Aim of the exercise:
Set down all of the records word for word.

Stored data:
++++
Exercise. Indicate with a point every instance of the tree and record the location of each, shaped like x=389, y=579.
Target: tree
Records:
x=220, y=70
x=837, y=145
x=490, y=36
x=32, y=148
++++
Answer box:
Exercise. Indicate with a point every instance of the tree and record the location of each, shaped like x=389, y=579.
Target: tree
Records:
x=220, y=70
x=837, y=145
x=490, y=36
x=32, y=148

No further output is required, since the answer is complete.